The Fund’s distributions are generally taxable. After the end of each year, you will receive a tax statement that separates the distributions of the Fund into two categories, ordinary income distributions and capital gain dividends. Ordinary income distributions are generally taxed at your ordinary tax rate; however, certain ordinary income distributions received from the Fund may be taxed at the capital gains tax rates. Generally, you will treat all capital gain dividends as long-term capital gains regardless of how long you have owned your Shares. To determine your actual tax liability for your capital gain dividends, you must calculate your total net capital gain or loss for the tax year after considering all of your other taxable transactions, as described below. In addition, the Fund may make distributions that represent a return of capital for tax purposes and thus will generally not be taxable to you; however, such distributions may reduce your tax basis in your Shares, which could result in you having to pay higher taxes in the future when Shares are sold, even if you sell the Shares at a loss from your original investment. The tax status of your distributions from the Fund is not affected by whether you reinvest your distributions in additional Shares or receive them in cash. The income from the Fund that you must take into account for federal income tax purposes is not reduced by amounts used to pay a deferred sales fee, if any. The tax laws may require you to treat distributions made to you in January as if you had received them on December 31 of the previous year.

 

Income from the Fund may also be subject to a 3.8% “Medicare tax.” This tax generally applies to your net investment income if your adjusted gross income exceeds certain threshold amounts, which are $250,000 in the case of married couples filing joint returns and $200,000 in the case of single individuals.

 

A corporation that owns Shares generally will not be entitled to the dividends received deduction with respect to many dividends received from the Fund because the dividends received deduction is generally not available for distributions from regulated investment companies.

> **Record excerpts**
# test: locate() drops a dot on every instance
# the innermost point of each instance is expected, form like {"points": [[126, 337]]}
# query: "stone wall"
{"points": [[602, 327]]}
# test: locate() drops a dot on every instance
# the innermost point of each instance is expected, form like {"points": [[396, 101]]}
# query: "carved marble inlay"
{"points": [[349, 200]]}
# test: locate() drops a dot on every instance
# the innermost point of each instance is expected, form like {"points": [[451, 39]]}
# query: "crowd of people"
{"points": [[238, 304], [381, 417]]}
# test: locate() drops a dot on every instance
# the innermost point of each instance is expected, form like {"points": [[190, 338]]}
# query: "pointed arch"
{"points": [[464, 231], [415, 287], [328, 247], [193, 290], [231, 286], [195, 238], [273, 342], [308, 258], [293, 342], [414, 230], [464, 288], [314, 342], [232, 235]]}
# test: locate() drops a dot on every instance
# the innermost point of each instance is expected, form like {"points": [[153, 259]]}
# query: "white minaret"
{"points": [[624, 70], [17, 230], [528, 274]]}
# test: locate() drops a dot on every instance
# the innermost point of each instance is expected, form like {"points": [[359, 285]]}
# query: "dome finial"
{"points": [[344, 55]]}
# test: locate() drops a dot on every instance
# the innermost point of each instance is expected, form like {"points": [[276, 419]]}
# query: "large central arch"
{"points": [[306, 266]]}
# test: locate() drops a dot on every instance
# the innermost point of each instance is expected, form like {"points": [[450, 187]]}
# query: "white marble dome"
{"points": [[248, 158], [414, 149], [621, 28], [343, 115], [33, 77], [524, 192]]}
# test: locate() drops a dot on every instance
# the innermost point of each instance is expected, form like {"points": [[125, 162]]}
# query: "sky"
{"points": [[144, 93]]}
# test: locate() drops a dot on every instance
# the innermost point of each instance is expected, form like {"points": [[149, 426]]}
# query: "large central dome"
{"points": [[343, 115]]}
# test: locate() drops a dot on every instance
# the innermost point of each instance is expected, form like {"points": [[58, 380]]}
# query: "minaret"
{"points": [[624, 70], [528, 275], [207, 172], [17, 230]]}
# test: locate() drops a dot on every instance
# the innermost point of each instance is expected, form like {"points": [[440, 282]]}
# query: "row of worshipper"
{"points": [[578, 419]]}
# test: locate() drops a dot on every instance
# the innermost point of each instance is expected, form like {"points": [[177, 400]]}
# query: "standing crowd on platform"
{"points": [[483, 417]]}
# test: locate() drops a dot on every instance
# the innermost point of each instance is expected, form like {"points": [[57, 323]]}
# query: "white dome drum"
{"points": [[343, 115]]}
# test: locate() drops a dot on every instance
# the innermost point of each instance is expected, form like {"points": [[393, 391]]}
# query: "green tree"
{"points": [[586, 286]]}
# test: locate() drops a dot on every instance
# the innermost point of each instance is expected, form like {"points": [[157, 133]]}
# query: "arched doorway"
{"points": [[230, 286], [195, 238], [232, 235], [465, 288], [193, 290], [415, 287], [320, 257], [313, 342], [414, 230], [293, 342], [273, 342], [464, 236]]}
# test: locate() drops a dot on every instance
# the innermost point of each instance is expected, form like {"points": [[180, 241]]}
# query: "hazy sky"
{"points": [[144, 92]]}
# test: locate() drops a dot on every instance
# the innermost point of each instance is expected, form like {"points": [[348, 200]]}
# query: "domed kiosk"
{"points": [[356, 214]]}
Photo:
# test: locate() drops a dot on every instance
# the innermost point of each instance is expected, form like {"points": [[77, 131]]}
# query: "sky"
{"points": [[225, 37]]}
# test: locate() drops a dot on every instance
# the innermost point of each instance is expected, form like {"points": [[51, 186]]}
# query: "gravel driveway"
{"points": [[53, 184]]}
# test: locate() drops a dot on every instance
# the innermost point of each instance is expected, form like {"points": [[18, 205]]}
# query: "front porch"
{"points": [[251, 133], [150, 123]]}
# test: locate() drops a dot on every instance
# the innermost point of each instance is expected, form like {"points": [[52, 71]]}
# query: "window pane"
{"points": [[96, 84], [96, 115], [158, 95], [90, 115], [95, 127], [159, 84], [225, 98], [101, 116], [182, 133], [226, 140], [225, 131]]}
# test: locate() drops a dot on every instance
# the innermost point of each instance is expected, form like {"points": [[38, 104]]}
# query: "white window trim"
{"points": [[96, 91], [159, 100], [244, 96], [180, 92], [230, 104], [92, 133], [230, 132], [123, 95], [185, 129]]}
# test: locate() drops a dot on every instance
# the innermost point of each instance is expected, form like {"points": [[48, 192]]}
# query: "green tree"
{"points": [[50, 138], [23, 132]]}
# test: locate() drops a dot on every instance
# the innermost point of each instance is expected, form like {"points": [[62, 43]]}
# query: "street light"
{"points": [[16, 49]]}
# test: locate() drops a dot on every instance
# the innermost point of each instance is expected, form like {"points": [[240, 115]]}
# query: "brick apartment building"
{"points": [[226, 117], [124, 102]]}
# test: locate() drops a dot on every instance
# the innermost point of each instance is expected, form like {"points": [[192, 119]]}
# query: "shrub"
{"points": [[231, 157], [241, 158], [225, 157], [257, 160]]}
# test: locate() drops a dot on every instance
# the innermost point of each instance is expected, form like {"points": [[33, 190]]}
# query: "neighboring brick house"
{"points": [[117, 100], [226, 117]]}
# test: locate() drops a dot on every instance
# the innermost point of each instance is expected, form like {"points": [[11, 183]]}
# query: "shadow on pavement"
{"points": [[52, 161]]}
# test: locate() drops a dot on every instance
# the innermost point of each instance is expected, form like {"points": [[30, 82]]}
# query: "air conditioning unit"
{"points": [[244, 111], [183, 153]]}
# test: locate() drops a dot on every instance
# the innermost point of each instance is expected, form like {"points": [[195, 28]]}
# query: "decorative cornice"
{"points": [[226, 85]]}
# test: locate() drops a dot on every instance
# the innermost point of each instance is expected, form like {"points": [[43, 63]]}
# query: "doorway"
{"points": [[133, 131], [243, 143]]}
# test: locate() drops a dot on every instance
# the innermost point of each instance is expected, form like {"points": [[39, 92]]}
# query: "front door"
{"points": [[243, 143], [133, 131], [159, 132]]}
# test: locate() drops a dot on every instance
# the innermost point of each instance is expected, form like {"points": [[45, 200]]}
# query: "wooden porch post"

> **Exercise goal**
Render this sentence from the passage on fund taxes in Spanish: "The tax status of your distributions from the Fund is not affected by whether you reinvest your distributions in additional Shares or receive them in cash."

> **Response box**
La situación fiscal de sus distribuciones del Fondo no se ve afectada por el hecho de que usted reinvierta sus distribuciones en Acciones adicionales o las reciba en efectivo.